• _文档摘录_
Postgresql源码（144）LockRelease常规锁释放流程分析

高铭杰

于 2025-04-30 15:18:35 发布

阅读量755

点赞数 14

分类专栏： pgsql 文章标签： postgresql 数据库 LockRelease 锁 regularlock

本文链接：https://blog.csdn.net/jackgo73/article/details/147626537

版权

pgsql 专栏收录该内容

294 篇文章

订阅专栏

相关
《Postgresql源码（69）常规锁细节分析》

最新遇到一个共享内存损坏导致常规锁释放报错warning "you don’t own a lock of type"的问题。

本篇对常规锁的概念做一些回顾，顺便分析下释放锁的流程。

SpinLock：❎
LWLock：❎
RegularLock：✅

基础概念回顾

《Postgresql源码（69）常规锁细节分析》

LockMethodLockHash：共享内存中的全局哈希表，所有进程可见。
- 事务申请强锁、检测锁冲突或需要与其他事务协调时访问主锁表。
FastPathStrongRelationLocks：强锁标记表，共享内存中的计数器数组，用于快速判断是否存在强锁。
- 快速筛选弱锁是否需进入主锁表流程，减少共享内存竞争。
LockMethodLocalHash：本地锁表，进程本地内存，每个后台进程独立维护。
- 高频弱锁操作（如DML）的快速加锁与释放。

关于fastpath

先检查是否符合条件，EligibleForRelationFastPath，例如锁级别小于四，是表锁等。
去共享内存，FastPathStrongRelationLocks，查tag是否已经加过强锁了，加过就不能fastpath了。
如果都满足了，执行下面的，FastPathGrantRelationLock，开始加fast锁。加锁信息记录到PGPROC中。

《Postgresql源码（69）常规锁细节分析》

FastPathGrantRelationLock函数：

使用PGPROC的数组Oid fpRelId[16];来保存OID。
使用PGPROC的变量uint64 fpLockBits当做位图来记录锁级别。

FastPathGrantRelationLock逻辑：

3个bit一组按顺序查位图是不是空的，是空的就记录下来位置，不是空的就看下oid里面记的是不是需要的，如果正好Oid也是需要的，把当前请求锁模式或进去就可以返回了。
如果查了一遍位图，所有Oid都不是需要的，那就找一个空的位置，把锁级别记录到位图，OID记录到数组，然后返回。
如果查了一遍位图，没有一个空余位置，就返回false了。

LockRelease详细流程分析

bool
LockRelease(const LOCKTAG *locktag, LOCKMODE lockmode, bool sessionLock)

• _数据行_
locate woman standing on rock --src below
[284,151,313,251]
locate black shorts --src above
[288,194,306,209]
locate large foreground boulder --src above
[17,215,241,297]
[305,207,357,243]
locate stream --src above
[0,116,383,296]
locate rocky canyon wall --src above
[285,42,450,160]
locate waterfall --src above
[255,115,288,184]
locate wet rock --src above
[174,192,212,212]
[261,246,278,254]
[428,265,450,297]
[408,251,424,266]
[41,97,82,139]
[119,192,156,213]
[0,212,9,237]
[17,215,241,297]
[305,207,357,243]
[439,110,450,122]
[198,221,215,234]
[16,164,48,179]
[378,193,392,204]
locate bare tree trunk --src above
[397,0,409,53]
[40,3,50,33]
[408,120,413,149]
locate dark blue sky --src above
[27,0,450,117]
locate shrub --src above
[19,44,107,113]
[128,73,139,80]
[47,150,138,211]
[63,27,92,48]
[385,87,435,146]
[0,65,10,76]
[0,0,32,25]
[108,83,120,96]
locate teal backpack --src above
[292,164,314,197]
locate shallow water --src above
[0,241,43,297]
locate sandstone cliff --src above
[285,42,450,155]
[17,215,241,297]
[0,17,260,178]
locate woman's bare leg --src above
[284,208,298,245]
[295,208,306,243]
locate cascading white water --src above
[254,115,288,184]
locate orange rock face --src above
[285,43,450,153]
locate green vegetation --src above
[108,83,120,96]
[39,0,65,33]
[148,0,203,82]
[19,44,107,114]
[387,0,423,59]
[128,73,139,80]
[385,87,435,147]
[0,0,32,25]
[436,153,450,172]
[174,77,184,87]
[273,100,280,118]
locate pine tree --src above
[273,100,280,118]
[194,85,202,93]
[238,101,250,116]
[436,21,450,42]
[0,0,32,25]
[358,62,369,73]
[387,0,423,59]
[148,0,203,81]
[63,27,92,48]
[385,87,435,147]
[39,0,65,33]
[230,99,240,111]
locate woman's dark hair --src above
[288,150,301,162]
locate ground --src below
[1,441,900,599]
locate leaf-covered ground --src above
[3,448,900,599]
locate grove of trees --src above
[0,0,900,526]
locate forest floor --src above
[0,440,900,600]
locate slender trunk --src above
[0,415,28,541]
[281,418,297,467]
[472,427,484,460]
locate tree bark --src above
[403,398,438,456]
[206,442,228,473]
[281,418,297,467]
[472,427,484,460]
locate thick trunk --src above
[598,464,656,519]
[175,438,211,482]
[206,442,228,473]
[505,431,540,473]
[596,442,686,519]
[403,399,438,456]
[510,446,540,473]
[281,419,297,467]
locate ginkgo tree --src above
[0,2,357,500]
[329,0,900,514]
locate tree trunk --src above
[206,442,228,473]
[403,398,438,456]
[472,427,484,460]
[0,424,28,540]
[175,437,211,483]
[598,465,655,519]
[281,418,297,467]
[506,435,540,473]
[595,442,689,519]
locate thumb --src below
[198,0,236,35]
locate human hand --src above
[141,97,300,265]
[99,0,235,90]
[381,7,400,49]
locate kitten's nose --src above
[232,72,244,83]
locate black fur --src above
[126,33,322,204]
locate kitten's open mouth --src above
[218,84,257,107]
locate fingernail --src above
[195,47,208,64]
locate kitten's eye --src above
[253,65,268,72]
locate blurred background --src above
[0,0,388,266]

• _任务要求 1_
把这篇讲PostgreSQL常规锁释放的文章中的这句话译成英文：“本篇对常规锁的概念做一些回顾，顺便分析下释放锁的流程。”
• _任务要求 2_
从文档摘录中“先检查是否符合条件，Elig”开始，一直到“求锁模式或进去就可以返回了。”为止，逐字抄录这一段。
上面的数据行在这里用不到。

• _完整解答 1_
This article reviews some concepts of regular locks and, along the way, analyzes the lock release process.

• _完整解答 2_
先检查是否符合条件，EligibleForRelationFastPath，例如锁级别小于四，是表锁等。
去共享内存，FastPathStrongRelationLocks，查tag是否已经加过强锁了，加过就不能fastpath了。
如果都满足了，执行下面的，FastPathGrantRelationLock，开始加fast锁。加锁信息记录到PGPROC中。

《Postgresql源码（69）常规锁细节分析》

FastPathGrantRelationLock函数：

使用PGPROC的数组Oid fpRelId[16];来保存OID。
使用PGPROC的变量uint64 fpLockBits当做位图来记录锁级别。

FastPathGrantRelationLock逻辑：

3个bit一组按顺序查位图是不是空的，是空的就记录下来位置，不是空的就看下oid里面记的是不是需要的，如果正好Oid也是需要的，把当前请求锁模式或进去就可以返回了。